# [Page text]
+++++
Wednesday, December 9, 2015

Air Force "Suicide Prevention" More of the Same

UPDATE
1st Quarter 2015
In the first quarter of 2015, there were 57 suicides among service members in the active component, 15 suicides among service members in the reserve component and 27 suicides among service members in the National Guard.
2nd Quarter 2015

In the second quarter of 2015, there were 71 suicides among service members in the active component, 20 suicides among service members in the reserve component and 27 suicides among service members in the National Guard.

Just a thought but maybe they should consider dumping what has produced more suicides with less serving after all these years.
Third Quarter DOD Suicide Report (2014)
The report shows that there were 56 total suicides among active-duty components from all branches of the military combined. There were 31 suicides in the Army, 12 in the Air Force, seven in the Navy and six in the Marine Corps.

While high, the third quarter count is significantly lower than each of the first two quarters of 2014. The first quarter suicide count for active duty components was 74, and the second quarter was 70.
+++++
# [Material provided]
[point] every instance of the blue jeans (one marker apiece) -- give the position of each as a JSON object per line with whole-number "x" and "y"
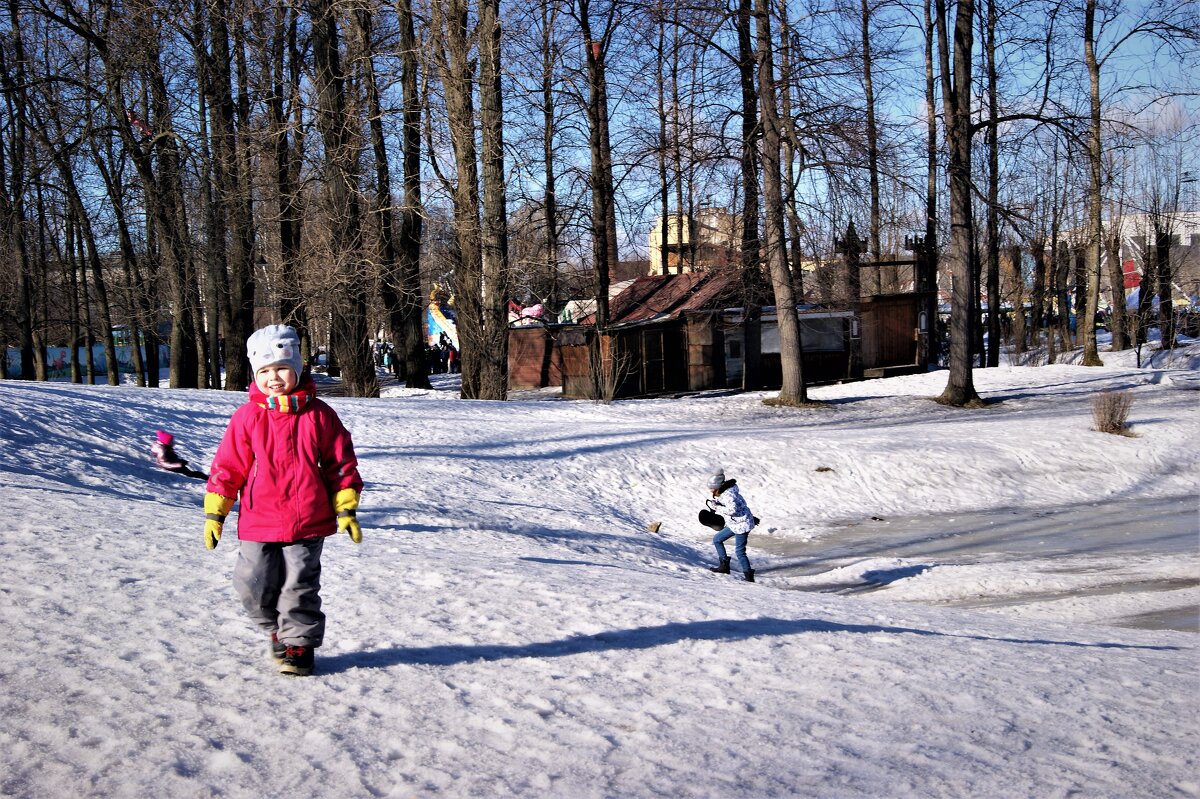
{"x": 739, "y": 546}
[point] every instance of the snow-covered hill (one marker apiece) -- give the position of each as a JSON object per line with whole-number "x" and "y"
{"x": 510, "y": 628}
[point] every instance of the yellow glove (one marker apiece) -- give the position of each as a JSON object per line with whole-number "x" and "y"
{"x": 346, "y": 504}
{"x": 216, "y": 508}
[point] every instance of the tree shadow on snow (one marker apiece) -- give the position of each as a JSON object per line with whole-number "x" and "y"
{"x": 651, "y": 637}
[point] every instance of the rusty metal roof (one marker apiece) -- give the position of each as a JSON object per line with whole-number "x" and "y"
{"x": 665, "y": 296}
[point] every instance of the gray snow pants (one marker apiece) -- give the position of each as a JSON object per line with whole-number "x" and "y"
{"x": 280, "y": 588}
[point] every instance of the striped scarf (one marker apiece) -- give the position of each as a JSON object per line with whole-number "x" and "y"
{"x": 288, "y": 403}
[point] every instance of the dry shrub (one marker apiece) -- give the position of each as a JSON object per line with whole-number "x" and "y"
{"x": 1110, "y": 410}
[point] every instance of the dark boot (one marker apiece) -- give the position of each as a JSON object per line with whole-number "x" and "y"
{"x": 721, "y": 568}
{"x": 297, "y": 660}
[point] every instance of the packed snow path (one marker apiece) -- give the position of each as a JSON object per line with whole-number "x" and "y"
{"x": 509, "y": 628}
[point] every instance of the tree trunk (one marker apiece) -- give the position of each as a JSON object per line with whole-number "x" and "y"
{"x": 33, "y": 360}
{"x": 603, "y": 248}
{"x": 453, "y": 50}
{"x": 1162, "y": 260}
{"x": 348, "y": 326}
{"x": 412, "y": 344}
{"x": 495, "y": 354}
{"x": 751, "y": 280}
{"x": 232, "y": 198}
{"x": 993, "y": 222}
{"x": 929, "y": 246}
{"x": 1017, "y": 293}
{"x": 957, "y": 101}
{"x": 1085, "y": 324}
{"x": 285, "y": 60}
{"x": 1119, "y": 322}
{"x": 793, "y": 391}
{"x": 873, "y": 148}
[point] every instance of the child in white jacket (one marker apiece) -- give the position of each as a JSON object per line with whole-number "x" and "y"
{"x": 727, "y": 502}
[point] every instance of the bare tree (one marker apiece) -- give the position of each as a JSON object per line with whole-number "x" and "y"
{"x": 348, "y": 332}
{"x": 957, "y": 108}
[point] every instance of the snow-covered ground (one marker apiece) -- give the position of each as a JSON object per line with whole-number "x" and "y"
{"x": 510, "y": 628}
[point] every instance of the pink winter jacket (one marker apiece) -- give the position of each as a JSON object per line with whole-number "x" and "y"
{"x": 287, "y": 466}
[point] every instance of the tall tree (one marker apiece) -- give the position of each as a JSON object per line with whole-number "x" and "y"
{"x": 348, "y": 328}
{"x": 955, "y": 60}
{"x": 793, "y": 390}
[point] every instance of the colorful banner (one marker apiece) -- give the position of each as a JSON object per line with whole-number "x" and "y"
{"x": 58, "y": 361}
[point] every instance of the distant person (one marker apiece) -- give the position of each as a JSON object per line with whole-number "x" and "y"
{"x": 726, "y": 502}
{"x": 163, "y": 450}
{"x": 292, "y": 461}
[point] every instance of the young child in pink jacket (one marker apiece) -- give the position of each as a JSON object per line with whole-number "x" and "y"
{"x": 289, "y": 460}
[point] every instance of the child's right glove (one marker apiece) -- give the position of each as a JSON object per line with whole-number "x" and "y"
{"x": 216, "y": 508}
{"x": 346, "y": 505}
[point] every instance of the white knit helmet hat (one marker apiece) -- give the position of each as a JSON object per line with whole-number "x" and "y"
{"x": 274, "y": 344}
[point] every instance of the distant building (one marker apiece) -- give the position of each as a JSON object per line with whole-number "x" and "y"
{"x": 711, "y": 240}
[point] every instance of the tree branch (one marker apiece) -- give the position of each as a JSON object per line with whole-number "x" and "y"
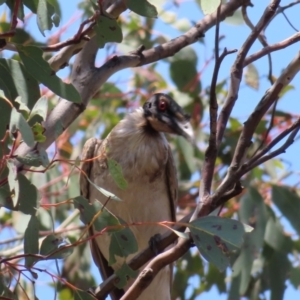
{"x": 88, "y": 79}
{"x": 237, "y": 69}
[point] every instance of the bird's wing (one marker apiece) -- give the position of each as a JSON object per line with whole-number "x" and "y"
{"x": 92, "y": 149}
{"x": 172, "y": 183}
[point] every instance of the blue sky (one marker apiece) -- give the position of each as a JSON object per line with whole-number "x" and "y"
{"x": 248, "y": 98}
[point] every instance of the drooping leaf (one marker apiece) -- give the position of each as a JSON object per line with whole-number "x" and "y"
{"x": 142, "y": 8}
{"x": 31, "y": 240}
{"x": 217, "y": 238}
{"x": 13, "y": 182}
{"x": 123, "y": 274}
{"x": 29, "y": 197}
{"x": 6, "y": 197}
{"x": 123, "y": 243}
{"x": 288, "y": 203}
{"x": 53, "y": 243}
{"x": 104, "y": 192}
{"x": 35, "y": 64}
{"x": 278, "y": 261}
{"x": 209, "y": 6}
{"x": 18, "y": 122}
{"x": 40, "y": 109}
{"x": 116, "y": 173}
{"x": 275, "y": 237}
{"x": 253, "y": 211}
{"x": 22, "y": 106}
{"x": 46, "y": 16}
{"x": 107, "y": 30}
{"x": 38, "y": 132}
{"x": 89, "y": 211}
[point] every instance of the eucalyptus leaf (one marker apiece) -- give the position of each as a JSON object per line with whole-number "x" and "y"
{"x": 32, "y": 58}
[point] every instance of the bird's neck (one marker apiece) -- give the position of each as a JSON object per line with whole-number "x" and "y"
{"x": 137, "y": 147}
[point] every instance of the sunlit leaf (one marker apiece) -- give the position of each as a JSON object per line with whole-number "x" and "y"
{"x": 38, "y": 132}
{"x": 40, "y": 108}
{"x": 32, "y": 58}
{"x": 123, "y": 243}
{"x": 18, "y": 122}
{"x": 46, "y": 16}
{"x": 53, "y": 243}
{"x": 217, "y": 238}
{"x": 288, "y": 203}
{"x": 123, "y": 274}
{"x": 142, "y": 8}
{"x": 115, "y": 171}
{"x": 107, "y": 30}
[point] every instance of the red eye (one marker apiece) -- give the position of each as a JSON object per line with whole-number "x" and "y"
{"x": 162, "y": 105}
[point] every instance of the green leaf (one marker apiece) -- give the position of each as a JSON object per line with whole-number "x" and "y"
{"x": 142, "y": 8}
{"x": 123, "y": 243}
{"x": 123, "y": 274}
{"x": 288, "y": 203}
{"x": 217, "y": 238}
{"x": 40, "y": 157}
{"x": 53, "y": 243}
{"x": 38, "y": 131}
{"x": 18, "y": 122}
{"x": 252, "y": 76}
{"x": 115, "y": 171}
{"x": 13, "y": 182}
{"x": 31, "y": 240}
{"x": 275, "y": 236}
{"x": 295, "y": 277}
{"x": 29, "y": 197}
{"x": 209, "y": 6}
{"x": 22, "y": 106}
{"x": 46, "y": 16}
{"x": 278, "y": 261}
{"x": 107, "y": 30}
{"x": 6, "y": 197}
{"x": 88, "y": 211}
{"x": 32, "y": 58}
{"x": 40, "y": 109}
{"x": 253, "y": 211}
{"x": 103, "y": 191}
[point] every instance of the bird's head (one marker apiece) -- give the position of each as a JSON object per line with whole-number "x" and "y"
{"x": 165, "y": 115}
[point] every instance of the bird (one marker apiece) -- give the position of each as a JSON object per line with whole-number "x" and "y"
{"x": 138, "y": 144}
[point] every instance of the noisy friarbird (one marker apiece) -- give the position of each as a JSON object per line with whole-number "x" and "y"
{"x": 139, "y": 146}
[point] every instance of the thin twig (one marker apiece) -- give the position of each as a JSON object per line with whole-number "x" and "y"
{"x": 237, "y": 69}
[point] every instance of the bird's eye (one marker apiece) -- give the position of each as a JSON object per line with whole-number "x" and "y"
{"x": 162, "y": 105}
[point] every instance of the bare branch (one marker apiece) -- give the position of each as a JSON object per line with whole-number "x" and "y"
{"x": 275, "y": 47}
{"x": 237, "y": 68}
{"x": 257, "y": 159}
{"x": 151, "y": 270}
{"x": 235, "y": 170}
{"x": 88, "y": 79}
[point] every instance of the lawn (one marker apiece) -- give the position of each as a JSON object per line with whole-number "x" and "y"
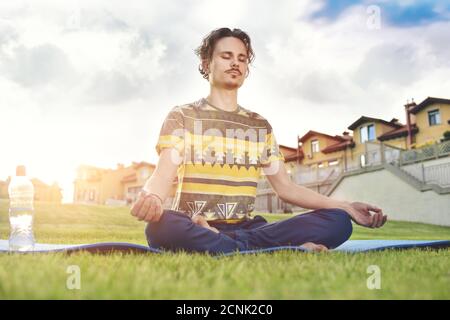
{"x": 411, "y": 274}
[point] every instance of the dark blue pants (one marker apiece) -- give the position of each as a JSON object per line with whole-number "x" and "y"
{"x": 176, "y": 231}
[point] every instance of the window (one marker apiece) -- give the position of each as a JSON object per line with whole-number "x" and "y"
{"x": 367, "y": 133}
{"x": 333, "y": 162}
{"x": 144, "y": 173}
{"x": 314, "y": 146}
{"x": 91, "y": 195}
{"x": 434, "y": 117}
{"x": 363, "y": 160}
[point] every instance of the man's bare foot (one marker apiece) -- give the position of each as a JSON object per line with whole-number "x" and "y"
{"x": 315, "y": 247}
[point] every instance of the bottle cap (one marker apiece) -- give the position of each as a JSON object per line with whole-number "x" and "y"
{"x": 21, "y": 171}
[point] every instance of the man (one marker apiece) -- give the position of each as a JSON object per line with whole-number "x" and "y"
{"x": 218, "y": 150}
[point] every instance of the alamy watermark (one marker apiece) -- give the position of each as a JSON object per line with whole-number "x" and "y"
{"x": 212, "y": 146}
{"x": 374, "y": 280}
{"x": 374, "y": 17}
{"x": 73, "y": 281}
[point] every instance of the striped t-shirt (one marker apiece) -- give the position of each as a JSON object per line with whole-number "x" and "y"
{"x": 222, "y": 153}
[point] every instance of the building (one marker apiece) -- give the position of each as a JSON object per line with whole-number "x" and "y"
{"x": 431, "y": 117}
{"x": 118, "y": 186}
{"x": 42, "y": 191}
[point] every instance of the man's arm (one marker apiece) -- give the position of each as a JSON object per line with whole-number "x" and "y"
{"x": 304, "y": 197}
{"x": 162, "y": 178}
{"x": 149, "y": 205}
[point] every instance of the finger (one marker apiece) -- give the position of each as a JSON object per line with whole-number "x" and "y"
{"x": 379, "y": 220}
{"x": 136, "y": 207}
{"x": 159, "y": 212}
{"x": 384, "y": 220}
{"x": 374, "y": 221}
{"x": 151, "y": 212}
{"x": 143, "y": 211}
{"x": 373, "y": 208}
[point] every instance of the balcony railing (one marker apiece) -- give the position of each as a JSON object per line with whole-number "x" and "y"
{"x": 433, "y": 151}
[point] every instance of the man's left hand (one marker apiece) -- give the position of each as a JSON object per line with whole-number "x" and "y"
{"x": 361, "y": 213}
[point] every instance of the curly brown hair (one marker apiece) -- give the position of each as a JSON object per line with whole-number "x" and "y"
{"x": 206, "y": 49}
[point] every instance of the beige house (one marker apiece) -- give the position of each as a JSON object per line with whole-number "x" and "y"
{"x": 432, "y": 118}
{"x": 118, "y": 186}
{"x": 42, "y": 191}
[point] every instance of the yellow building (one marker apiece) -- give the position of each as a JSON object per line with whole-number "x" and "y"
{"x": 432, "y": 117}
{"x": 322, "y": 150}
{"x": 369, "y": 133}
{"x": 3, "y": 190}
{"x": 112, "y": 186}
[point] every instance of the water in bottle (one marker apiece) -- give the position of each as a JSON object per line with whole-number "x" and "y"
{"x": 21, "y": 212}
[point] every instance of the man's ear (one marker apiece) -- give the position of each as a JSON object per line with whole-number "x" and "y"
{"x": 205, "y": 66}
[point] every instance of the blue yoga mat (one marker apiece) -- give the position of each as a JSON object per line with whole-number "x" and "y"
{"x": 349, "y": 246}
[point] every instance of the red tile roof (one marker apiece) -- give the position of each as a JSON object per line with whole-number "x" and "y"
{"x": 397, "y": 133}
{"x": 428, "y": 101}
{"x": 364, "y": 119}
{"x": 339, "y": 146}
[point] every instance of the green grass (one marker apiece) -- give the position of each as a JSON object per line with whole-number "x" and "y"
{"x": 411, "y": 274}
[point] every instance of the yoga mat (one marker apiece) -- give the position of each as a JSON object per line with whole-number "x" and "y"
{"x": 348, "y": 246}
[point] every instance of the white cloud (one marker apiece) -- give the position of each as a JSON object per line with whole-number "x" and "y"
{"x": 91, "y": 81}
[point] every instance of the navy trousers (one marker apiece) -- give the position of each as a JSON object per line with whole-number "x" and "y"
{"x": 175, "y": 231}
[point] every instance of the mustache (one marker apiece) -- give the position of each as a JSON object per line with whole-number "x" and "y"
{"x": 234, "y": 70}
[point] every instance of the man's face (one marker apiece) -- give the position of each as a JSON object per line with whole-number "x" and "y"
{"x": 229, "y": 63}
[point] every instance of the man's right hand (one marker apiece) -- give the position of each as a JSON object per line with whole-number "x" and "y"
{"x": 147, "y": 207}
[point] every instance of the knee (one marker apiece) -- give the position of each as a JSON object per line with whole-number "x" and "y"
{"x": 165, "y": 232}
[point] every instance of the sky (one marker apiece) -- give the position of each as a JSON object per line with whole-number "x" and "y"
{"x": 90, "y": 82}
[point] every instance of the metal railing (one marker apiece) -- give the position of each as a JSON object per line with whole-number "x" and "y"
{"x": 435, "y": 174}
{"x": 433, "y": 151}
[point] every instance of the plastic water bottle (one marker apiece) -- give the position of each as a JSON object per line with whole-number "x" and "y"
{"x": 21, "y": 212}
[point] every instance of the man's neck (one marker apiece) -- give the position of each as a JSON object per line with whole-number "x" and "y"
{"x": 223, "y": 99}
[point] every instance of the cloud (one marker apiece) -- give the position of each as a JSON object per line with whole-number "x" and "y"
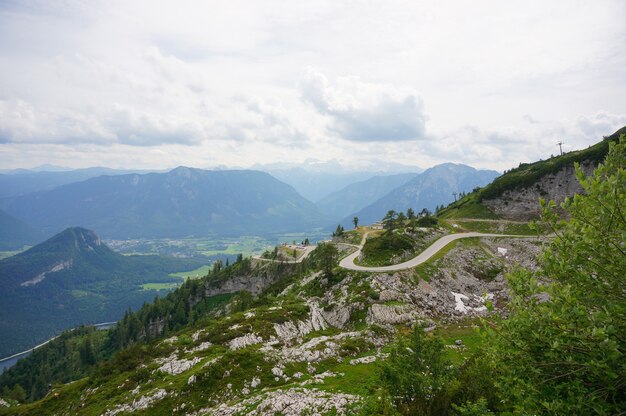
{"x": 601, "y": 124}
{"x": 22, "y": 122}
{"x": 365, "y": 112}
{"x": 529, "y": 119}
{"x": 144, "y": 129}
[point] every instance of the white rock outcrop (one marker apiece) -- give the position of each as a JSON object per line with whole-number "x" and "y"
{"x": 244, "y": 341}
{"x": 138, "y": 404}
{"x": 391, "y": 314}
{"x": 173, "y": 365}
{"x": 292, "y": 402}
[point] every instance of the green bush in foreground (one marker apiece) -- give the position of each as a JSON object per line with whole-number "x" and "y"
{"x": 562, "y": 349}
+++++
# [Prompt]
From the Air Force suicide post, copy out the passage starting at "The report shows" and ending at "the Marine Corps.".

# [Solution below]
The report shows that there were 56 total suicides among active-duty components from all branches of the military combined. There were 31 suicides in the Army, 12 in the Air Force, seven in the Navy and six in the Marine Corps.